**Entries supplied:**
************

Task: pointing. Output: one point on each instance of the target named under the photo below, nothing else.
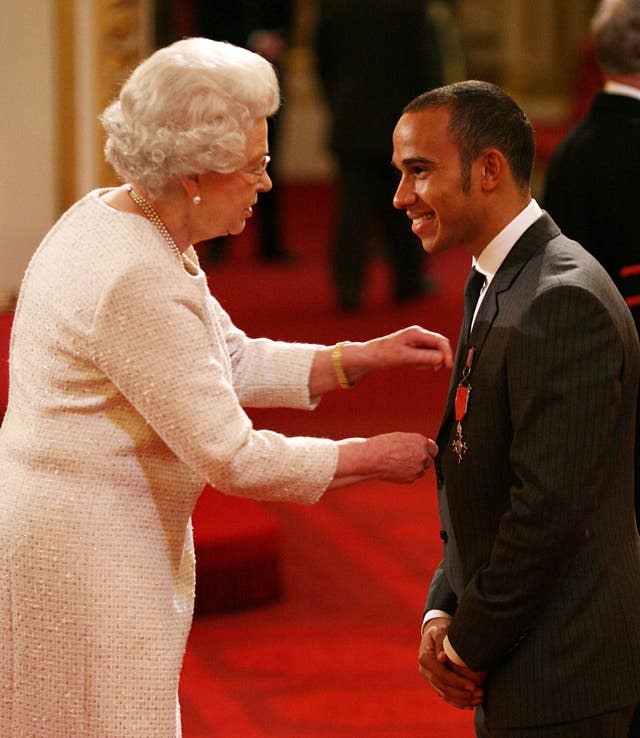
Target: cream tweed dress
(126, 385)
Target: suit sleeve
(565, 366)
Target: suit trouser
(616, 724)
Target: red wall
(5, 330)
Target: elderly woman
(127, 386)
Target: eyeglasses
(258, 172)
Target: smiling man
(533, 616)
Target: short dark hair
(615, 27)
(482, 117)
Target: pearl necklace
(154, 218)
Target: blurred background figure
(592, 186)
(263, 27)
(372, 56)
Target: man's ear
(492, 168)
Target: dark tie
(472, 290)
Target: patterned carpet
(336, 656)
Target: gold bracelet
(336, 360)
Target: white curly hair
(187, 109)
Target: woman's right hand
(391, 457)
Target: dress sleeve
(267, 373)
(158, 341)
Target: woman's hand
(413, 346)
(392, 457)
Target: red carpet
(336, 657)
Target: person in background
(127, 387)
(592, 186)
(372, 56)
(533, 616)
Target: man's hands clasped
(457, 685)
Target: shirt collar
(618, 88)
(496, 251)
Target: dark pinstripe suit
(541, 567)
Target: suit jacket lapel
(538, 234)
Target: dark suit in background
(593, 179)
(593, 192)
(540, 506)
(372, 56)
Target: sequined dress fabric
(127, 387)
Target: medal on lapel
(463, 392)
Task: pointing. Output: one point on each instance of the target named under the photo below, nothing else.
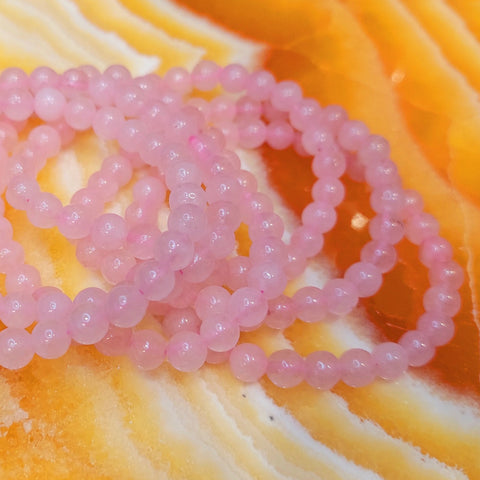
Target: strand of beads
(180, 147)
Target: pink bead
(147, 349)
(88, 323)
(418, 347)
(220, 333)
(435, 250)
(439, 328)
(357, 367)
(322, 370)
(186, 351)
(390, 360)
(154, 280)
(248, 362)
(248, 307)
(115, 342)
(440, 299)
(310, 304)
(16, 348)
(50, 338)
(366, 277)
(125, 306)
(286, 368)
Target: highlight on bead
(176, 154)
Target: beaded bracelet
(177, 150)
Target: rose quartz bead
(450, 274)
(248, 362)
(180, 320)
(439, 328)
(154, 280)
(286, 368)
(88, 323)
(322, 370)
(115, 342)
(390, 360)
(310, 304)
(418, 347)
(186, 351)
(440, 299)
(248, 307)
(341, 296)
(357, 367)
(147, 349)
(435, 250)
(366, 277)
(50, 338)
(16, 348)
(220, 333)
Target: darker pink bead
(286, 368)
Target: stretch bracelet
(176, 157)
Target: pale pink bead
(352, 134)
(322, 370)
(248, 307)
(390, 359)
(115, 342)
(439, 328)
(22, 278)
(180, 320)
(286, 368)
(220, 333)
(307, 240)
(319, 216)
(88, 323)
(17, 104)
(310, 304)
(421, 226)
(328, 189)
(435, 250)
(147, 349)
(178, 79)
(205, 75)
(418, 347)
(374, 148)
(16, 348)
(73, 222)
(252, 133)
(51, 339)
(382, 255)
(154, 280)
(174, 248)
(366, 277)
(357, 367)
(281, 312)
(43, 209)
(441, 299)
(79, 113)
(329, 162)
(17, 310)
(107, 122)
(268, 278)
(386, 228)
(52, 304)
(316, 138)
(450, 274)
(11, 255)
(186, 351)
(260, 84)
(248, 362)
(341, 296)
(189, 220)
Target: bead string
(177, 150)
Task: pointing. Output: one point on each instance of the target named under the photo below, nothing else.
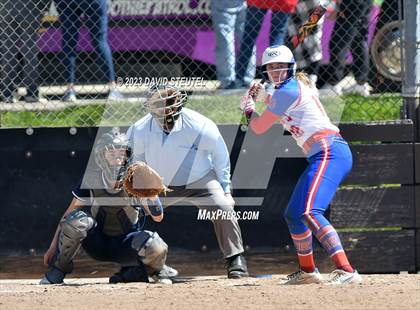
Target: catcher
(104, 220)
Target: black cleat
(236, 267)
(53, 276)
(130, 274)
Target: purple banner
(196, 42)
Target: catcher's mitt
(140, 180)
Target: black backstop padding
(39, 171)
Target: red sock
(303, 245)
(341, 262)
(307, 263)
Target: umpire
(188, 151)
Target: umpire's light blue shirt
(190, 151)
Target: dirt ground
(376, 292)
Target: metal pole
(411, 61)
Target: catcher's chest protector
(112, 211)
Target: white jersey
(300, 111)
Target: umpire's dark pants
(350, 33)
(19, 24)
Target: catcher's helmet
(278, 54)
(165, 103)
(113, 140)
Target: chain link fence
(90, 62)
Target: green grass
(221, 109)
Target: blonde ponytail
(304, 78)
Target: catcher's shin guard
(74, 228)
(152, 251)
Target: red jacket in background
(286, 6)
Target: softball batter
(294, 102)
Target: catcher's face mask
(112, 153)
(165, 103)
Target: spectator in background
(19, 24)
(95, 12)
(350, 33)
(308, 54)
(246, 60)
(228, 20)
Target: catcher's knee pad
(74, 228)
(152, 251)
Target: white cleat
(357, 89)
(339, 277)
(302, 277)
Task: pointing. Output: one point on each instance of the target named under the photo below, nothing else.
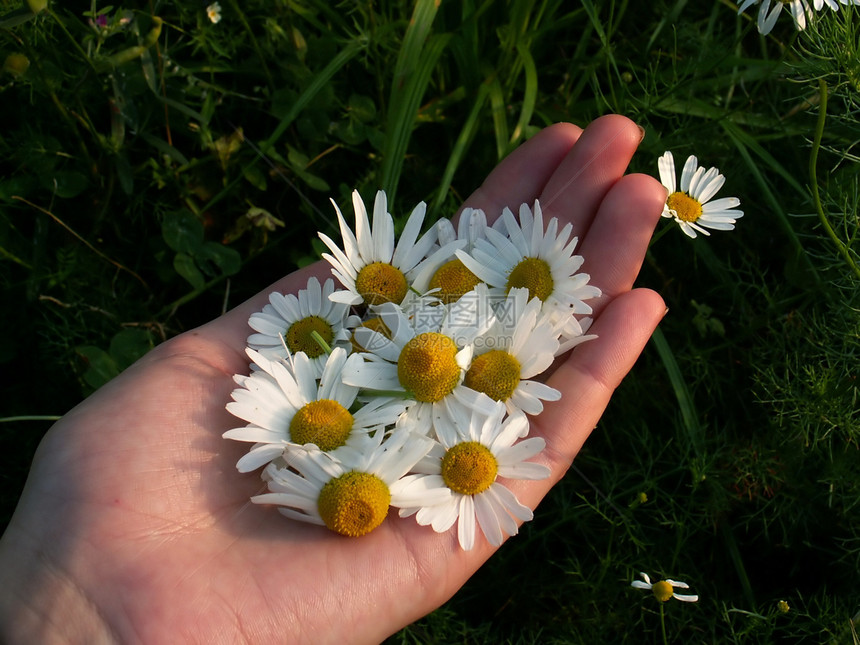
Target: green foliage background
(146, 154)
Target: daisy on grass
(689, 203)
(518, 346)
(213, 12)
(665, 589)
(287, 324)
(426, 354)
(452, 280)
(371, 268)
(767, 16)
(350, 495)
(474, 450)
(286, 409)
(539, 260)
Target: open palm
(135, 525)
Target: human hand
(135, 526)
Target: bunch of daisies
(409, 384)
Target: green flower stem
(663, 623)
(321, 342)
(813, 179)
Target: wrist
(39, 602)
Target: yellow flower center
(427, 366)
(299, 338)
(453, 280)
(662, 590)
(325, 423)
(495, 373)
(380, 282)
(534, 274)
(687, 208)
(373, 324)
(354, 503)
(469, 468)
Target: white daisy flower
(769, 11)
(474, 450)
(286, 409)
(426, 354)
(213, 12)
(664, 590)
(520, 345)
(452, 280)
(350, 495)
(689, 203)
(371, 268)
(539, 260)
(287, 324)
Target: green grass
(729, 459)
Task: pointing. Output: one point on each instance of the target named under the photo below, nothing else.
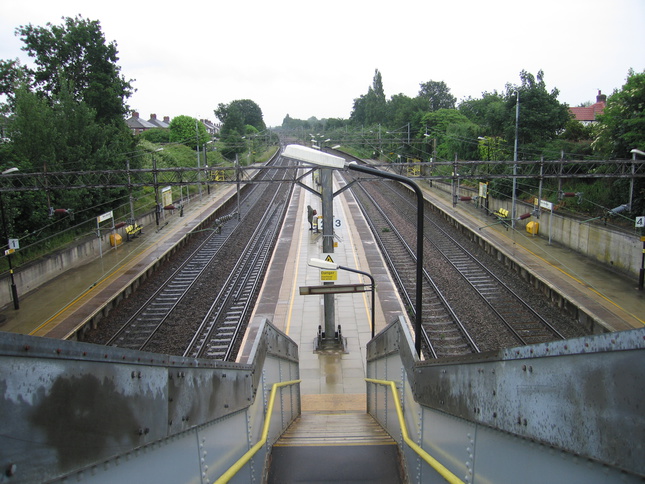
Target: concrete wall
(32, 275)
(619, 251)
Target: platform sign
(328, 275)
(483, 190)
(104, 217)
(166, 196)
(546, 205)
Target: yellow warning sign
(328, 275)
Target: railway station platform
(332, 381)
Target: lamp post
(332, 266)
(308, 155)
(517, 128)
(641, 273)
(14, 289)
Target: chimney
(601, 98)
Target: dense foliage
(432, 126)
(65, 114)
(241, 120)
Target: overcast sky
(308, 59)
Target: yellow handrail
(434, 463)
(235, 468)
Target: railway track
(444, 333)
(526, 324)
(205, 282)
(223, 326)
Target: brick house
(138, 125)
(589, 114)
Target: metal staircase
(335, 447)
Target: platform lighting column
(332, 266)
(517, 126)
(156, 187)
(14, 289)
(130, 191)
(328, 245)
(641, 274)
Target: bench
(502, 216)
(133, 230)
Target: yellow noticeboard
(328, 275)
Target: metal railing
(235, 468)
(431, 461)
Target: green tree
(76, 53)
(489, 112)
(622, 124)
(63, 136)
(370, 109)
(188, 131)
(542, 117)
(401, 109)
(436, 95)
(248, 110)
(454, 133)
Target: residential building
(588, 115)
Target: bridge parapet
(105, 414)
(540, 413)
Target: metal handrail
(235, 468)
(434, 463)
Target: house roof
(157, 122)
(135, 122)
(590, 113)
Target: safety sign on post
(326, 275)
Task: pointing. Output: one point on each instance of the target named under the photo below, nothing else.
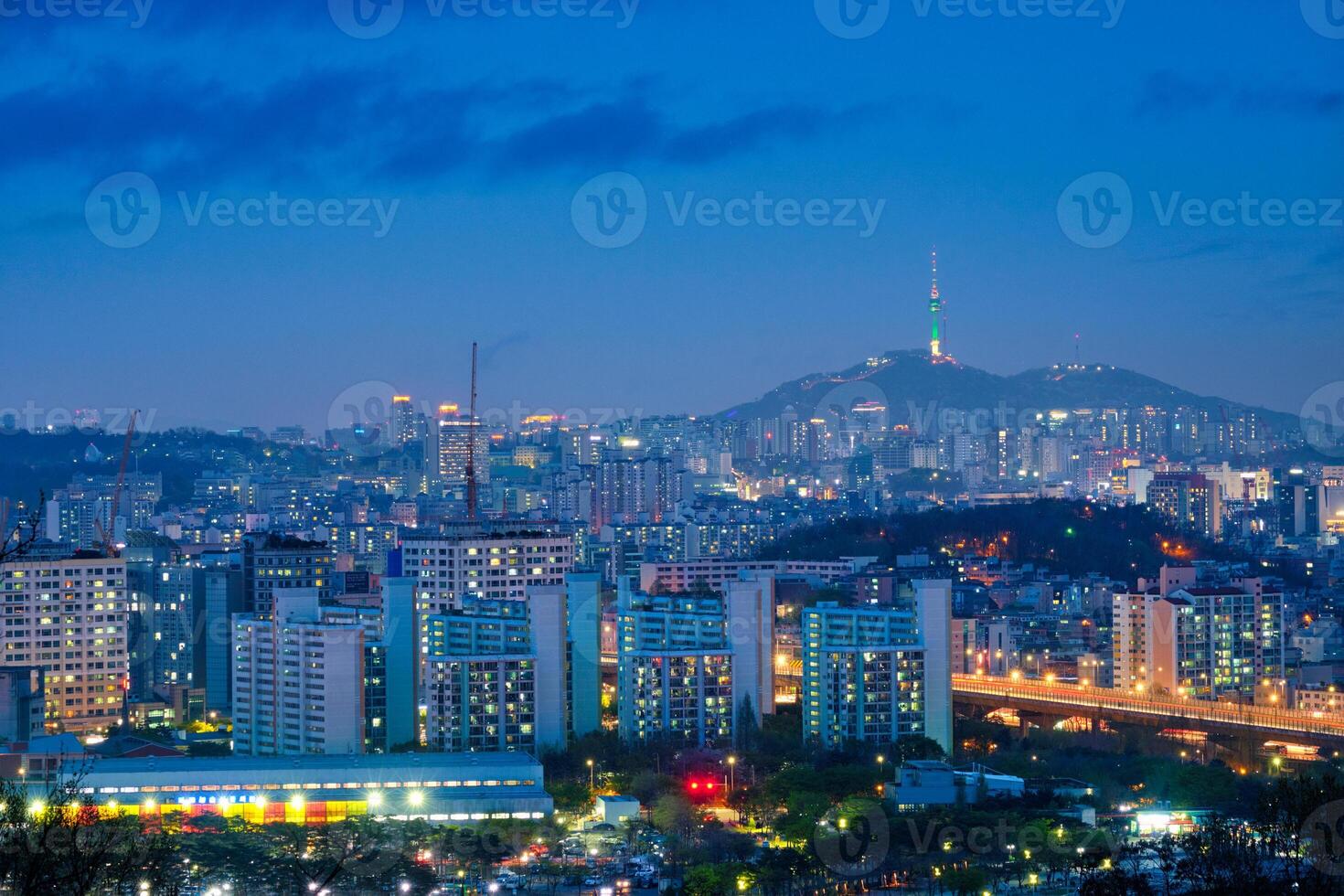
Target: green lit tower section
(934, 309)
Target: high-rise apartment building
(23, 707)
(515, 675)
(69, 618)
(297, 680)
(1203, 641)
(692, 667)
(1189, 500)
(880, 673)
(403, 420)
(483, 566)
(274, 563)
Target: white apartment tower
(297, 681)
(69, 618)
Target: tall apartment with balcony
(69, 618)
(297, 684)
(875, 675)
(515, 675)
(691, 667)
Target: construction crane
(471, 446)
(109, 534)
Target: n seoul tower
(934, 309)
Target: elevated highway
(1061, 700)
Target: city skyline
(477, 171)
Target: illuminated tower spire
(934, 308)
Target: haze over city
(484, 128)
(618, 448)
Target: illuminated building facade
(297, 684)
(69, 618)
(314, 790)
(880, 673)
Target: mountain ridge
(909, 383)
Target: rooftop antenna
(471, 448)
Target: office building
(217, 595)
(389, 672)
(483, 566)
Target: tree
(57, 845)
(16, 540)
(675, 815)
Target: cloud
(1200, 251)
(329, 123)
(1168, 93)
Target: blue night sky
(483, 129)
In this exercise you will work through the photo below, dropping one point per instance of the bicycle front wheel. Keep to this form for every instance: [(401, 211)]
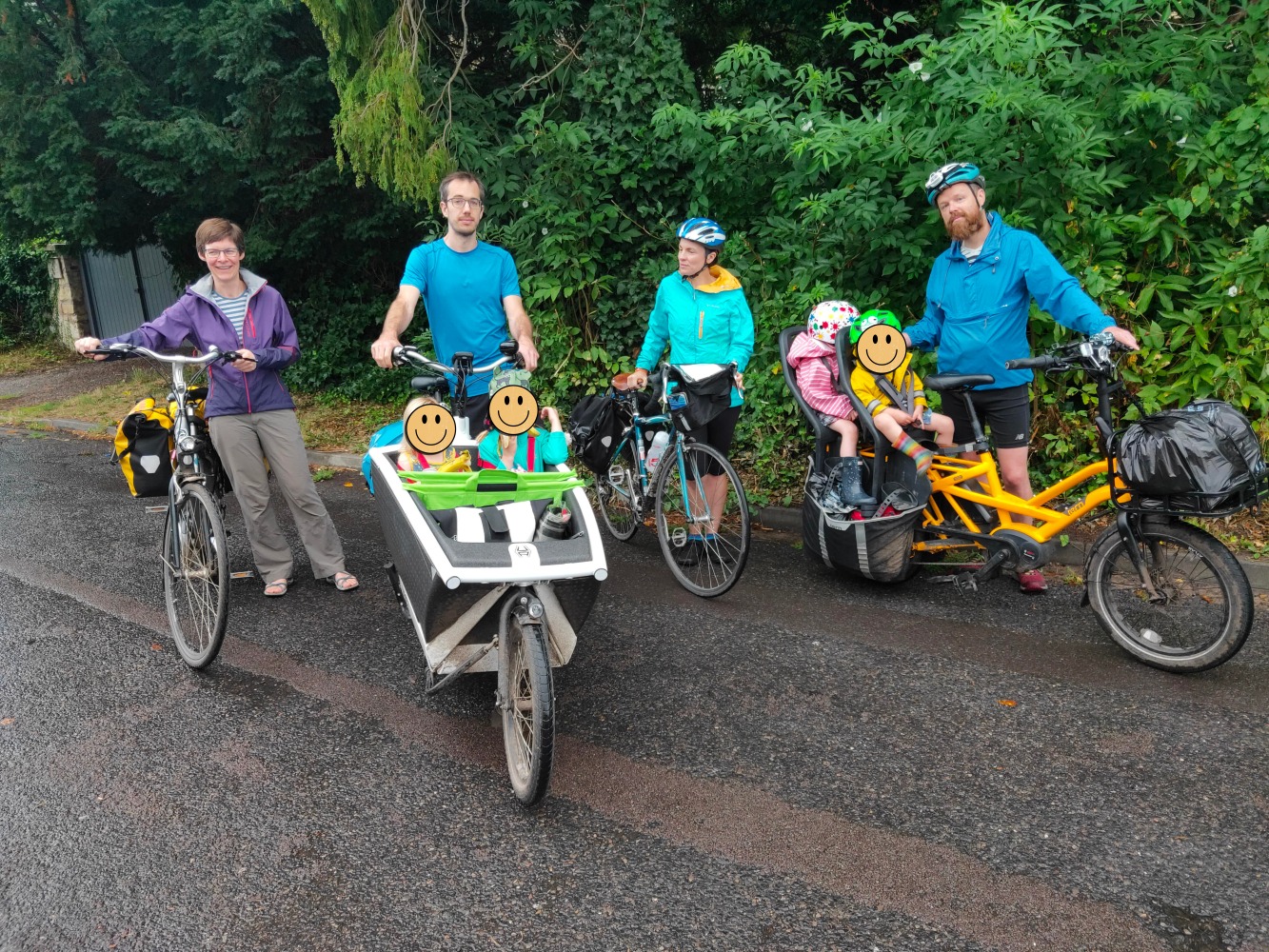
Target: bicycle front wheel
[(702, 520), (1202, 609), (528, 708), (617, 491), (195, 577)]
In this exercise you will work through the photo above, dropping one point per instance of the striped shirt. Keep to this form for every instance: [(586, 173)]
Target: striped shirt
[(233, 308)]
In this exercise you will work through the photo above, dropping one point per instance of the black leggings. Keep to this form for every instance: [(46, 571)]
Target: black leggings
[(717, 433)]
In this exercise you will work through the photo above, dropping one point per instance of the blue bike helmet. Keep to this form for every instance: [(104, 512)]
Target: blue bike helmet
[(951, 174), (704, 231)]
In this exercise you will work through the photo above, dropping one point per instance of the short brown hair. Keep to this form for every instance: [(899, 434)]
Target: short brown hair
[(460, 177), (217, 230)]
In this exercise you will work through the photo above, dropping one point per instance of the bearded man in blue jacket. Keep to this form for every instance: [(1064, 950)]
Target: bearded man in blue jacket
[(978, 300)]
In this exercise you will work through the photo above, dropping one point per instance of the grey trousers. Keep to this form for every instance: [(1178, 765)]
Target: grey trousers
[(243, 442)]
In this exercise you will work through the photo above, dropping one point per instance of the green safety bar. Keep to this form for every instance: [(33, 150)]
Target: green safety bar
[(446, 490)]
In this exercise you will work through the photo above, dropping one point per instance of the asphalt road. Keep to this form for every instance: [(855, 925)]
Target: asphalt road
[(806, 764)]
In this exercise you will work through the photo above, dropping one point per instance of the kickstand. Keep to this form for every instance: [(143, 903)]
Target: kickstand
[(968, 582)]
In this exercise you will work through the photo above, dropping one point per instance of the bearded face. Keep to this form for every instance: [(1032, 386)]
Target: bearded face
[(961, 209), (964, 227)]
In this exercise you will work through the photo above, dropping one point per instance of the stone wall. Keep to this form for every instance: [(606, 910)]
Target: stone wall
[(71, 312)]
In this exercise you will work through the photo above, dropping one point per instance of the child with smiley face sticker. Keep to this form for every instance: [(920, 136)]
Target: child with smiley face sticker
[(427, 430), (514, 444), (882, 373)]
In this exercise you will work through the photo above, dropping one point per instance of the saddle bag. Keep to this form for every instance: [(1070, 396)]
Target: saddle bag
[(704, 391), (142, 447), (1196, 457)]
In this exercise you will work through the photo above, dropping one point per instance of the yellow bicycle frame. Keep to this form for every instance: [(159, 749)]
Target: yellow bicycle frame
[(956, 482)]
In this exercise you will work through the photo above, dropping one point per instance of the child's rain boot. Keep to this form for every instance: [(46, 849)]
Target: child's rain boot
[(850, 483)]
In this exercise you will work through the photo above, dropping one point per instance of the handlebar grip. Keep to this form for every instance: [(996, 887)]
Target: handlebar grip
[(1032, 364)]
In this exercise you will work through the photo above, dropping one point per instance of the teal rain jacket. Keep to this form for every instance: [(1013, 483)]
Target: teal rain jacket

************

Copy the listing word for word. Begin at the line that contains "instance: [(143, 903)]" and stop after the line that contains "[(71, 312)]".

**Output:**
In this exercise you will work through the photo above, dropping one point per instance of the kickstand. Keep to this form for every instance: [(143, 903)]
Target: kickstand
[(968, 582)]
In this exercise you will work through the photo above, dropping one point per instance of the bearded face. Keep to this form for every instance: [(1032, 386)]
Target: bearded face
[(961, 209), (964, 227)]
In this exercise you will work through the photo above, dropping one point per instance of the stone wall. Keep to this form for every instance: [(606, 910)]
Target: stone wall
[(71, 312)]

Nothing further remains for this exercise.